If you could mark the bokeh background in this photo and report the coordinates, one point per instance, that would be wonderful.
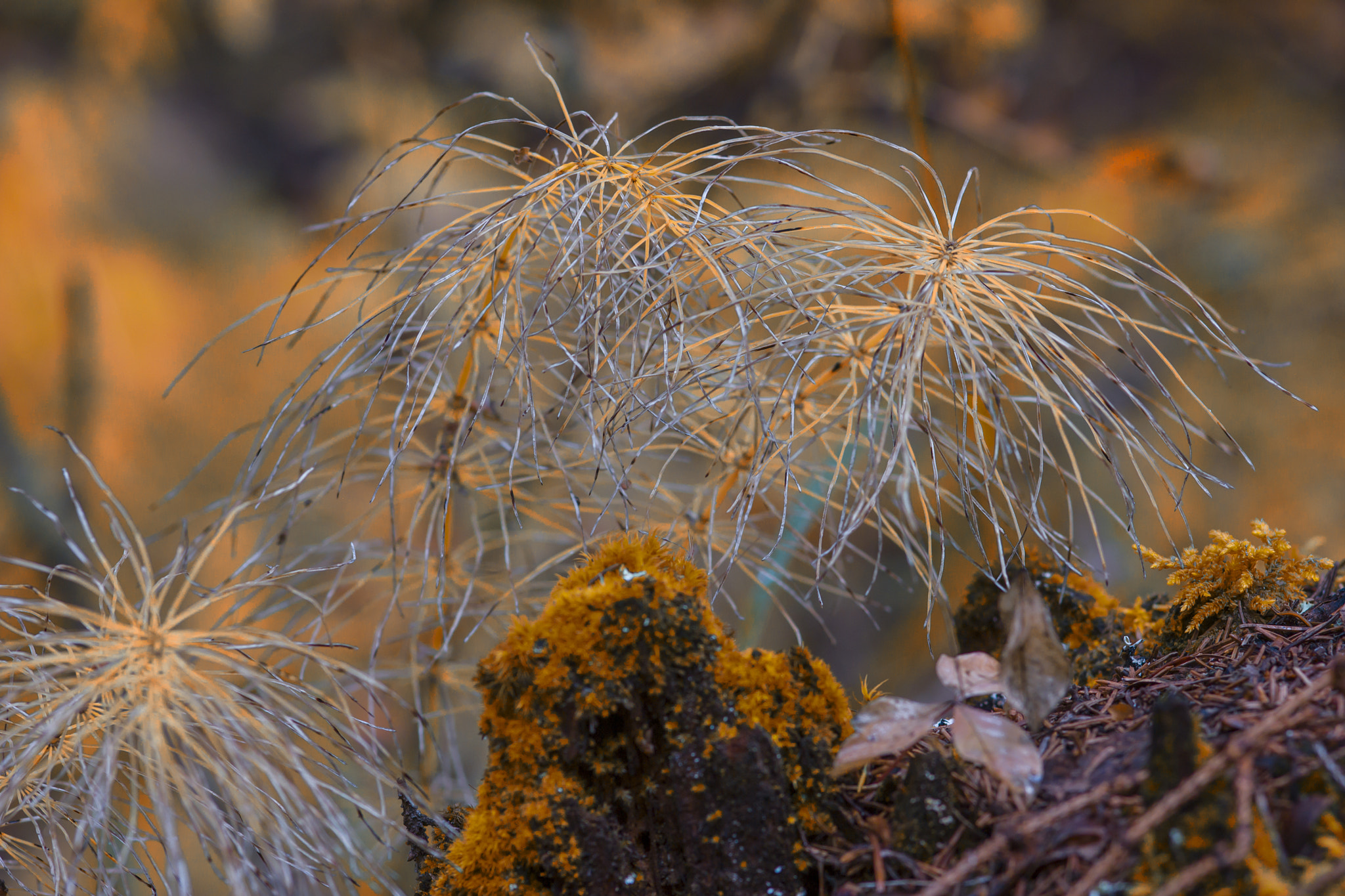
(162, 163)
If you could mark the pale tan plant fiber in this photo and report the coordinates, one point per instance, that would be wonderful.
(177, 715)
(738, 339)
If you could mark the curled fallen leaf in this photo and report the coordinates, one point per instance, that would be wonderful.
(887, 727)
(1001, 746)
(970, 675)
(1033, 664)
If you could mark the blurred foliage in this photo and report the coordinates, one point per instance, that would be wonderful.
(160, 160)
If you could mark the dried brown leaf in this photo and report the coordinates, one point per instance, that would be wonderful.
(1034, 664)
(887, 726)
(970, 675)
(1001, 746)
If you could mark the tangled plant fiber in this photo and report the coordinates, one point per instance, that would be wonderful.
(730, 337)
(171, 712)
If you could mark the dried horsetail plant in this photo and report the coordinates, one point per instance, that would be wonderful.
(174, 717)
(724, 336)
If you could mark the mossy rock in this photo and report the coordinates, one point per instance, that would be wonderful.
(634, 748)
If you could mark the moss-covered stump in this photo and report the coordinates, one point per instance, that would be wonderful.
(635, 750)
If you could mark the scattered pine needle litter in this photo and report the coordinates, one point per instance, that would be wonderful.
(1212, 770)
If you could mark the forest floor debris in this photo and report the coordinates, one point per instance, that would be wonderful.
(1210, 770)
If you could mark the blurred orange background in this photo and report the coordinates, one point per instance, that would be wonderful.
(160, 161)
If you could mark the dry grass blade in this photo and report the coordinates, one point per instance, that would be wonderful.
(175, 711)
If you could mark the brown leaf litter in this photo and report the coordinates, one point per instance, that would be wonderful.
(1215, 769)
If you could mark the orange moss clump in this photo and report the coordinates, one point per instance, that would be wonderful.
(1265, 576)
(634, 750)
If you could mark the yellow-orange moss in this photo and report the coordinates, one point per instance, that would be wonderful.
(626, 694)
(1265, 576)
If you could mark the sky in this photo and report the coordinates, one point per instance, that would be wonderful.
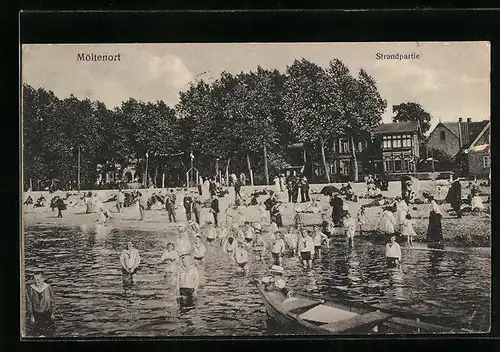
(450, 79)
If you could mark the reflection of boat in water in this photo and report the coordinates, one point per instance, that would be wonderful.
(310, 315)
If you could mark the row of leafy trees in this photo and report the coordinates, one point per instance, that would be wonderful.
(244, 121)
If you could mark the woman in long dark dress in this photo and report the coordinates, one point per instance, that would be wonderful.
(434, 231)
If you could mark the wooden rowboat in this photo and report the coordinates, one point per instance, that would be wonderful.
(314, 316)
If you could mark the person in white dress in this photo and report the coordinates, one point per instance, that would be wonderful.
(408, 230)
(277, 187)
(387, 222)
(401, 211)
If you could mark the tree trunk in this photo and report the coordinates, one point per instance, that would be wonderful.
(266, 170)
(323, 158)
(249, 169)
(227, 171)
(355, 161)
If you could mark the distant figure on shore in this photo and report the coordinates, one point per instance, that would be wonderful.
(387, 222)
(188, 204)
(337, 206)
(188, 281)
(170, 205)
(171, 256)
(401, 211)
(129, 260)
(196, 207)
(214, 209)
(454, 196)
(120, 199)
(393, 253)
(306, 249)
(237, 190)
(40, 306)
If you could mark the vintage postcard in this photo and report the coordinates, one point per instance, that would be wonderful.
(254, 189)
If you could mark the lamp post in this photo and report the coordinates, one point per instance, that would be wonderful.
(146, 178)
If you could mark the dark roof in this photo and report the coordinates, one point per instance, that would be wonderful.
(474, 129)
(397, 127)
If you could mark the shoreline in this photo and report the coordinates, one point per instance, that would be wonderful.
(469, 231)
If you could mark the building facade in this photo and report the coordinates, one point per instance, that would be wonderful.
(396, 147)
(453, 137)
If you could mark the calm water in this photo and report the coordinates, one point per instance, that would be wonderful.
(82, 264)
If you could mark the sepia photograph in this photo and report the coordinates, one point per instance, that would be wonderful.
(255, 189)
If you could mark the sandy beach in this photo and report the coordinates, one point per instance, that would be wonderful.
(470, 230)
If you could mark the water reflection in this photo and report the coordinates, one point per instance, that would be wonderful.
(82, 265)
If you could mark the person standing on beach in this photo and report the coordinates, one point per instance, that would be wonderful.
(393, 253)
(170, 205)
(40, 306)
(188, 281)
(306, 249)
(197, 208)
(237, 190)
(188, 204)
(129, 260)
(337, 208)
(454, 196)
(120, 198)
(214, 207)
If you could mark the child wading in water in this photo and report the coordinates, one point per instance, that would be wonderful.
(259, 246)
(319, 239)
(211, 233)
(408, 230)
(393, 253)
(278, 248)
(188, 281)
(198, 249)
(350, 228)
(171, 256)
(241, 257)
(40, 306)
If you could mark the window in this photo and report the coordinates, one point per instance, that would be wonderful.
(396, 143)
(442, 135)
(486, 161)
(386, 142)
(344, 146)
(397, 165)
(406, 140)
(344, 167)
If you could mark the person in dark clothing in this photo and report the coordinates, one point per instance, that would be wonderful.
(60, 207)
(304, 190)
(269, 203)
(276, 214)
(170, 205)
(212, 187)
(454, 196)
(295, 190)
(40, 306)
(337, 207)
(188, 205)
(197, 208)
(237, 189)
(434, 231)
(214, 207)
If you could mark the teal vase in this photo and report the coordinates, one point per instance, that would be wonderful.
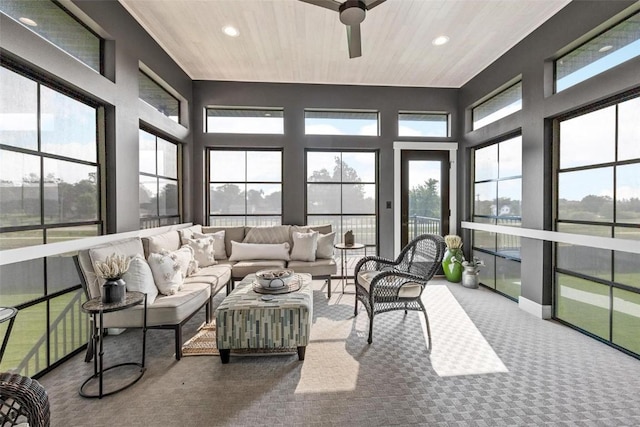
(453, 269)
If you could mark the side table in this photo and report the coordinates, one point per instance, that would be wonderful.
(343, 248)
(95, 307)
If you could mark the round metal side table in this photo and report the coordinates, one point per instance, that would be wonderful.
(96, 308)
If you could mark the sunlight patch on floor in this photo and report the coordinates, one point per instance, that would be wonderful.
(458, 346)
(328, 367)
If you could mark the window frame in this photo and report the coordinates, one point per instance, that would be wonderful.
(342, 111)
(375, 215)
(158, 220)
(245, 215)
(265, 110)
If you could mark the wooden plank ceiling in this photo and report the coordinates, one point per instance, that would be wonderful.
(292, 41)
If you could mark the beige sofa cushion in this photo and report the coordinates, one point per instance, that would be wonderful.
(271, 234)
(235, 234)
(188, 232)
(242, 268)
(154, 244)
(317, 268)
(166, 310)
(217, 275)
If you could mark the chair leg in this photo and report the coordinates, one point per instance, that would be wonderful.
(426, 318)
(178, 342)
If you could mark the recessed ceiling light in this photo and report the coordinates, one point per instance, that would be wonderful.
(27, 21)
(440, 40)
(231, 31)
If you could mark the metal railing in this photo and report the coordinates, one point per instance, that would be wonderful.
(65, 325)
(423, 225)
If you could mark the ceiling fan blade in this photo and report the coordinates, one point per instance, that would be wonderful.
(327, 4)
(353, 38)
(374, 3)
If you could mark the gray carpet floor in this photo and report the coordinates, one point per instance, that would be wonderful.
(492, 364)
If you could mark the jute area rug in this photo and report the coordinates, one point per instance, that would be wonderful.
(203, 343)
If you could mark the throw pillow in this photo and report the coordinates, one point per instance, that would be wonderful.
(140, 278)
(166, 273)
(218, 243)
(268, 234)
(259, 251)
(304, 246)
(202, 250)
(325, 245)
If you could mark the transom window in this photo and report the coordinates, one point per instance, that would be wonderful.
──────────
Problem: Lay out every line of the entries above as a Markdown table with the columns Row and Line, numbering the rows in order and skipping blank lines. Leave the pictures out.

Correct answer:
| Row | Line |
|---|---|
| 1 | If you could mark the bokeh background in this photo and report the coordinates, one point per instance, that would be wonderful. |
| 2 | (162, 163) |
| 3 | If you could mark the pale tan plant fiber in this photo and report the coordinates, one point per instance, that would be wonderful. |
| 4 | (177, 715) |
| 5 | (738, 339) |
| 6 | If you could mark the curled fallen leaf in this photo and report the coordinates, one point per instance, that would be wonderful. |
| 7 | (887, 727) |
| 8 | (1001, 746) |
| 9 | (970, 675) |
| 10 | (1033, 664) |
| 11 | If you could mark the blurred foliage in this photo and report the coordinates, one point per instance, that would be wonderful. |
| 12 | (160, 160) |
| 13 | If you could mark the dried brown leaf in this photo and report the coordinates, one point per instance, that would be wonderful. |
| 14 | (1034, 664) |
| 15 | (887, 726) |
| 16 | (970, 675) |
| 17 | (1001, 746) |
| 18 | If you could mark the tangled plant fiber in this photo and report the coordinates, one point per instance, that would be wonderful. |
| 19 | (730, 337) |
| 20 | (171, 712) |
| 21 | If you could mark the dried horsetail plant in this photo and report the coordinates, one point per instance, that would be wonderful. |
| 22 | (174, 717) |
| 23 | (724, 336) |
| 24 | If you could mark the mossy rock in this photo and report the coordinates, one point per instance, that would be wonderful. |
| 25 | (634, 748) |
| 26 | If you could mark the moss-covered stump in this photo and report the coordinates, one point per instance, that would be wonderful. |
| 27 | (635, 750) |
| 28 | If you could mark the scattered pine needle litter in this photo and report the coordinates, one point per instance, that would be wonderful. |
| 29 | (1212, 770) |
| 30 | If you could mark the forest floor debris in this photo and report the coordinates, one point per instance, that would be wonderful. |
| 31 | (1210, 770) |
| 32 | If you could mark the blurred orange background in this photo and report the coordinates, one point per instance, that would be wonderful. |
| 33 | (160, 161) |
| 34 | If you could mark the dry grass blade in this photo and report the coordinates, one point per instance, that would be wonderful. |
| 35 | (175, 711) |
| 36 | If you could mark the brown leaf litter in this photo and report the coordinates, one point per instance, that would be wonderful. |
| 37 | (1215, 769) |
| 38 | If you could mark the orange moss clump in this photo and report the coordinates, one point per instance, that would be wonderful. |
| 39 | (1265, 576) |
| 40 | (634, 750) |
| 41 | If you could mark the yellow-orange moss in this photo and report the coordinates, one point per instance, that would be wonderful. |
| 42 | (626, 694) |
| 43 | (1265, 576) |
| 44 | If you could mark the sky in this photo and report the coordinates, one point per instance, that would be wonderful. |
| 45 | (450, 79) |
| 46 | If you could mark the reflection of boat in water in this photo and report the coordinates, one point per instance, that would be wonderful. |
| 47 | (310, 315) |
| 48 | If you could mark the row of leafy trees in this photo and report the coordinates, one point per instance, that would be wonderful. |
| 49 | (244, 121) |
| 50 | If you could mark the woman in long dark dress in this photo and report the coordinates, one point per instance, that would be wonderful. |
| 51 | (434, 231) |
| 52 | If you could mark the wooden rowboat in this photo and report the coordinates, one point per instance, that would be wonderful. |
| 53 | (314, 316) |
| 54 | If you could mark the person in white dress in this photo and report the coordinates, one point per instance, that would be wonderful. |
| 55 | (408, 230) |
| 56 | (277, 187) |
| 57 | (387, 222) |
| 58 | (401, 211) |
| 59 | If you could mark the tree trunk in this photo and report the coordinates, one point per instance, that would be wonderful. |
| 60 | (266, 170) |
| 61 | (323, 158) |
| 62 | (249, 169) |
| 63 | (227, 171) |
| 64 | (355, 161) |
| 65 | If you could mark the distant figure on shore in this photo and report the coordinates, one point per instance, that would be wonderful. |
| 66 | (387, 222) |
| 67 | (188, 204) |
| 68 | (337, 206) |
| 69 | (188, 281) |
| 70 | (170, 205) |
| 71 | (171, 256) |
| 72 | (401, 211) |
| 73 | (129, 260) |
| 74 | (196, 207) |
| 75 | (214, 209) |
| 76 | (454, 196) |
| 77 | (120, 199) |
| 78 | (393, 253) |
| 79 | (306, 249) |
| 80 | (237, 190) |
| 81 | (40, 306) |
| 82 | If you could mark the vintage postcard in this photo and report the coordinates, one point per instance, that would be wonderful. |
| 83 | (254, 189) |
| 84 | If you could mark the lamp post in this photo and report the coordinates, one point per instance, that would be wonderful. |
| 85 | (146, 178) |
| 86 | If you could mark the dark roof in this photo and report the coordinates, one point per instance, that would be wonderful. |
| 87 | (474, 129) |
| 88 | (397, 127) |
| 89 | If you could mark the shoreline in this photo and report the coordinates, one point per instance, that would be wonderful. |
| 90 | (469, 231) |
| 91 | If you could mark the building facade in this photo and report the coordinates, one point per instance, that would be wonderful. |
| 92 | (396, 147) |
| 93 | (453, 137) |
| 94 | If you could mark the calm water in this photo and report the coordinates, one point per instance, that would be wonderful. |
| 95 | (82, 264) |
| 96 | If you could mark the sepia photograph in this photo and report the coordinates, one point per instance, that would be wonderful. |
| 97 | (255, 189) |
| 98 | If you could mark the sandy beach in this photo and report the coordinates, one point per instance, that would be wonderful. |
| 99 | (470, 230) |
| 100 | If you could mark the water reflection in this photo and report the coordinates, one point per instance, that would be wonderful. |
| 101 | (82, 265) |
| 102 | If you could mark the person standing on beach in this photo and report the coordinates, one point per instance, that would be wonderful. |
| 103 | (393, 253) |
| 104 | (170, 205) |
| 105 | (40, 306) |
| 106 | (188, 281) |
| 107 | (306, 249) |
| 108 | (197, 208) |
| 109 | (237, 190) |
| 110 | (188, 204) |
| 111 | (129, 260) |
| 112 | (337, 208) |
| 113 | (454, 196) |
| 114 | (120, 198) |
| 115 | (214, 207) |
| 116 | If you could mark the child wading in water in this photo and report the coordinates, one point per instance, that would be wonderful. |
| 117 | (259, 246) |
| 118 | (319, 239) |
| 119 | (211, 233) |
| 120 | (408, 230) |
| 121 | (393, 253) |
| 122 | (278, 248) |
| 123 | (188, 281) |
| 124 | (198, 249) |
| 125 | (350, 228) |
| 126 | (171, 256) |
| 127 | (241, 257) |
| 128 | (40, 306) |
| 129 | If you could mark the window in this photo and report the coordinates, one point per instance, that would be wonderful. |
| 130 | (396, 143) |
| 131 | (442, 135) |
| 132 | (486, 161) |
| 133 | (386, 142) |
| 134 | (344, 146) |
| 135 | (397, 165) |
| 136 | (406, 140) |
| 137 | (344, 167) |
| 138 | If you could mark the person in dark clothing in this photo and report the coordinates, one point per instance, that would be wonderful. |
| 139 | (60, 207) |
| 140 | (304, 190) |
| 141 | (269, 203) |
| 142 | (276, 214) |
| 143 | (170, 205) |
| 144 | (212, 187) |
| 145 | (454, 196) |
| 146 | (295, 190) |
| 147 | (40, 306) |
| 148 | (337, 207) |
| 149 | (188, 205) |
| 150 | (197, 208) |
| 151 | (237, 189) |
| 152 | (434, 231) |
| 153 | (214, 207) |
| 154 | If you could mark the teal vase in this photo and report the coordinates, one point per instance, that would be wonderful. |
| 155 | (453, 269) |
| 156 | If you could mark the side table in this photo and report the coordinates, one point per instance, that would be wonderful. |
| 157 | (343, 248) |
| 158 | (95, 307) |
| 159 | If you could mark the round metal side table in this photo and report the coordinates, one point per instance, that would be wonderful. |
| 160 | (96, 308) |
| 161 | If you could mark the sunlight patch on floor in this photo and report the coordinates, one point per instance, that would be wonderful. |
| 162 | (458, 346) |
| 163 | (328, 367) |
| 164 | If you could mark the window frame in this photo and report the coordinates, one point per instance, that would be wonderful. |
| 165 | (342, 111) |
| 166 | (375, 215) |
| 167 | (158, 220) |
| 168 | (245, 215) |
| 169 | (265, 110) |
| 170 | If you could mark the wooden plank ceiling in this photo and report the coordinates, one point per instance, that would be wonderful. |
| 171 | (292, 41) |
| 172 | If you could mark the beige sofa cushion in this photo and report the coordinates, one point per instance, that would be wonderful. |
| 173 | (271, 234) |
| 174 | (235, 234) |
| 175 | (188, 232) |
| 176 | (242, 268) |
| 177 | (154, 244) |
| 178 | (317, 268) |
| 179 | (166, 310) |
| 180 | (217, 275) |
| 181 | If you could mark the chair leg in this photo and report the coordinates, one point per instance, that would be wonderful. |
| 182 | (426, 318) |
| 183 | (178, 342) |
| 184 | If you could mark the recessed ceiling light in this photo and report the coordinates, one point per instance, that would be wonderful. |
| 185 | (27, 21) |
| 186 | (440, 40) |
| 187 | (231, 31) |
| 188 | If you could mark the metal railing in this photo and report the coordinates, one point per instance, that would be wonderful. |
| 189 | (65, 325) |
| 190 | (423, 225) |
| 191 | If you could mark the ceiling fan blade in this photo and report the coordinates, one point per instance, that would be wonderful. |
| 192 | (327, 4) |
| 193 | (353, 38) |
| 194 | (374, 3) |
| 195 | If you could mark the gray carpet floor in this photo and report the coordinates, one point per instance, that would be wonderful. |
| 196 | (492, 364) |
| 197 | If you could mark the jute area rug in this photo and report the coordinates, one point per instance, that would be wonderful. |
| 198 | (203, 343) |
| 199 | If you could mark the throw pillow in this photo and report the coordinates, one point per instance, that would be wonderful. |
| 200 | (140, 278) |
| 201 | (166, 273) |
| 202 | (218, 243) |
| 203 | (268, 234) |
| 204 | (259, 251) |
| 205 | (304, 246) |
| 206 | (202, 250) |
| 207 | (325, 245) |
| 208 | If you could mark the transom window in this photo and report the coordinates, one point per instance, that would be wonderful. |